WORK REQUEST |
Copy every record that follows, word for word.

(DATA EXCERPTS)

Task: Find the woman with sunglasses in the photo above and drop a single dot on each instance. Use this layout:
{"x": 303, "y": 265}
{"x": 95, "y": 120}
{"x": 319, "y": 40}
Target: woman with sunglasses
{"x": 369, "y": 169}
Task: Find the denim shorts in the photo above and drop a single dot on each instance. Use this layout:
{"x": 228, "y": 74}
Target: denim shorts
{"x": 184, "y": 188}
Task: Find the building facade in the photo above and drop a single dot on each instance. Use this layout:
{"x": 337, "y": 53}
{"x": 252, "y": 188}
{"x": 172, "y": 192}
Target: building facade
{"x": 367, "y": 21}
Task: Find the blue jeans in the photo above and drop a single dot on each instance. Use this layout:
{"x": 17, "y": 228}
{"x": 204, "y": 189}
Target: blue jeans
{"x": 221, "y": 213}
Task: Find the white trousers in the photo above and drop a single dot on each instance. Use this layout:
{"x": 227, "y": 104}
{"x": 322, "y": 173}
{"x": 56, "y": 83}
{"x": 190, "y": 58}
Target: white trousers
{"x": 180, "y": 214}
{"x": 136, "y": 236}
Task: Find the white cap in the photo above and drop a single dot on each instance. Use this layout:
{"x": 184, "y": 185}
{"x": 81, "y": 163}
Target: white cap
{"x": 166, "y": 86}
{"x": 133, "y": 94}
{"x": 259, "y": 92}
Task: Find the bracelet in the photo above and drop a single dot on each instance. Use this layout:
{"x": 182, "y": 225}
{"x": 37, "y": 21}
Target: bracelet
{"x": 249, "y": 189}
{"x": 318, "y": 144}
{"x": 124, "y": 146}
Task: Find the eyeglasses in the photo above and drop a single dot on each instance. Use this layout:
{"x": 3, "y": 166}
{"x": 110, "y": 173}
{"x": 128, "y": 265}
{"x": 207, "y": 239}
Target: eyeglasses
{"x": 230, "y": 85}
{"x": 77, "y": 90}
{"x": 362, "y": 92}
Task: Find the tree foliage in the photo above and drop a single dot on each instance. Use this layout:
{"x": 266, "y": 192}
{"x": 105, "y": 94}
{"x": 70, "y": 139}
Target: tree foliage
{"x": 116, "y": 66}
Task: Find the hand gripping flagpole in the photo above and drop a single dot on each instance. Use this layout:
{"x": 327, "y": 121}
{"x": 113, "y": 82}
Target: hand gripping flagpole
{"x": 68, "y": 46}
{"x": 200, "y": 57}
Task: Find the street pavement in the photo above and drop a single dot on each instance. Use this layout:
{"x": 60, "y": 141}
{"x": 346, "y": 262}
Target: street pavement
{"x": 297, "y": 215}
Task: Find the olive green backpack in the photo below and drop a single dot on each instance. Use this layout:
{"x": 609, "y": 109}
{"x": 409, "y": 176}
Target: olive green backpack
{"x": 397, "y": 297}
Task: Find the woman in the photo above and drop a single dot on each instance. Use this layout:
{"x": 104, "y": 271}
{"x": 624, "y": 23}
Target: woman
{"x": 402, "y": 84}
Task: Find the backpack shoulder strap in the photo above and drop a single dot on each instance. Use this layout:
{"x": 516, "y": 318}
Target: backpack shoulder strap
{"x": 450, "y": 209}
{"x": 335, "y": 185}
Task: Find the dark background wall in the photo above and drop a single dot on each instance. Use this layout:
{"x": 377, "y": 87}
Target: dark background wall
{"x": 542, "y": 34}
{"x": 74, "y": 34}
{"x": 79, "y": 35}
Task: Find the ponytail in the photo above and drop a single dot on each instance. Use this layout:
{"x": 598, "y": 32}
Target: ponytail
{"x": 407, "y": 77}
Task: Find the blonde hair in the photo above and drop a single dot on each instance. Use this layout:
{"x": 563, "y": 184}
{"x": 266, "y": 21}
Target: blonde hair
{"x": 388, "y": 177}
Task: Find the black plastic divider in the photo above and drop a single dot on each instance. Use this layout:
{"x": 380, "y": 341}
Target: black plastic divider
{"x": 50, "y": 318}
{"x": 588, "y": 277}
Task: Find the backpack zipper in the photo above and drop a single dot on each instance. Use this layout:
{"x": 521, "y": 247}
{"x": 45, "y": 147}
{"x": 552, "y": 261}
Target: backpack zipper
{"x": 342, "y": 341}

(End DATA EXCERPTS)

ANSWER BELOW |
Task: Find the woman with sunglasses in the photo above and drop a single dot on each instance. Use this layout:
{"x": 303, "y": 265}
{"x": 95, "y": 120}
{"x": 319, "y": 40}
Target: woman with sunglasses
{"x": 369, "y": 169}
Task: Find the denim shorts in the photo above and drop a single dot on each instance. Use this layout:
{"x": 228, "y": 74}
Target: denim shorts
{"x": 184, "y": 188}
Task: Find the building facade in the photo above and drop a single dot on each instance. Use this layout:
{"x": 337, "y": 53}
{"x": 252, "y": 188}
{"x": 172, "y": 192}
Target: building facade
{"x": 367, "y": 21}
Task: Find the blue jeans in the photo above and drop a single dot on each instance. Use this layout:
{"x": 17, "y": 228}
{"x": 204, "y": 189}
Target: blue jeans
{"x": 221, "y": 213}
Task: Find the white trousers in the photo above and drop a single dot on each instance. Use this layout:
{"x": 227, "y": 104}
{"x": 322, "y": 173}
{"x": 56, "y": 83}
{"x": 190, "y": 58}
Target: white trousers
{"x": 180, "y": 214}
{"x": 136, "y": 236}
Task: Find the white cap in the photo above and drop a single dot on each instance. Use this layout:
{"x": 184, "y": 185}
{"x": 81, "y": 163}
Target: white cap
{"x": 166, "y": 86}
{"x": 133, "y": 94}
{"x": 259, "y": 92}
Task: Find the bracelet in the photo above and drop a single dot on each instance. Use this layout:
{"x": 182, "y": 225}
{"x": 37, "y": 21}
Target: bracelet
{"x": 249, "y": 189}
{"x": 318, "y": 144}
{"x": 124, "y": 146}
Task: Find the eyeglasses in the photo above and drop a single dot on each instance. Use this layout:
{"x": 3, "y": 166}
{"x": 110, "y": 173}
{"x": 128, "y": 265}
{"x": 207, "y": 239}
Target: eyeglasses
{"x": 230, "y": 85}
{"x": 77, "y": 90}
{"x": 362, "y": 92}
Task: Find the tree foliage in the photo above and drop a single dot on each instance. Use this layout:
{"x": 266, "y": 192}
{"x": 105, "y": 94}
{"x": 70, "y": 139}
Target: tree foliage
{"x": 116, "y": 66}
Task: Find the hand gripping flagpole in the photo above and drop a single dot on each instance. Use this layout:
{"x": 327, "y": 121}
{"x": 113, "y": 82}
Target: hand gripping flagpole
{"x": 68, "y": 46}
{"x": 200, "y": 57}
Task: Find the street pavement in the photo above and drop a single dot on each instance. Use this layout:
{"x": 60, "y": 141}
{"x": 346, "y": 262}
Target: street pavement
{"x": 297, "y": 215}
Task: Find the olive green backpack in the photo below and drop a single dot on each instance. Use this layout:
{"x": 609, "y": 109}
{"x": 409, "y": 176}
Target: olive green backpack
{"x": 397, "y": 297}
Task: Find the woman in the photo above and drop a single dot on each instance. Use this layout:
{"x": 104, "y": 271}
{"x": 624, "y": 23}
Target: woman
{"x": 402, "y": 84}
Task: Find the backpack shoulder strap in the photo above and drop a single dot on each instance. Use this layout:
{"x": 516, "y": 318}
Target: backpack shoulder strap
{"x": 450, "y": 209}
{"x": 335, "y": 185}
Task: Find the dark background wall in the photo above and drop a single dot on each instance. Use this layout:
{"x": 377, "y": 87}
Target: dark background wall
{"x": 542, "y": 34}
{"x": 74, "y": 34}
{"x": 79, "y": 35}
Task: Find the ponytail in the photo above and drop a single dot on each instance. Use this layout:
{"x": 598, "y": 32}
Target: ponytail
{"x": 407, "y": 77}
Task: Find the blonde hair in the photo above and drop a single dot on each instance. Use this layout:
{"x": 563, "y": 184}
{"x": 266, "y": 21}
Target: blonde hair
{"x": 388, "y": 177}
Task: Find the black plastic divider in the photo above and drop a single dot on each instance. Use this layout:
{"x": 380, "y": 341}
Target: black plastic divider
{"x": 50, "y": 318}
{"x": 588, "y": 277}
Task: Find the backpack zipper in the photo above and drop a single dot on each instance. Use this layout:
{"x": 521, "y": 247}
{"x": 45, "y": 147}
{"x": 552, "y": 261}
Target: backpack zipper
{"x": 342, "y": 341}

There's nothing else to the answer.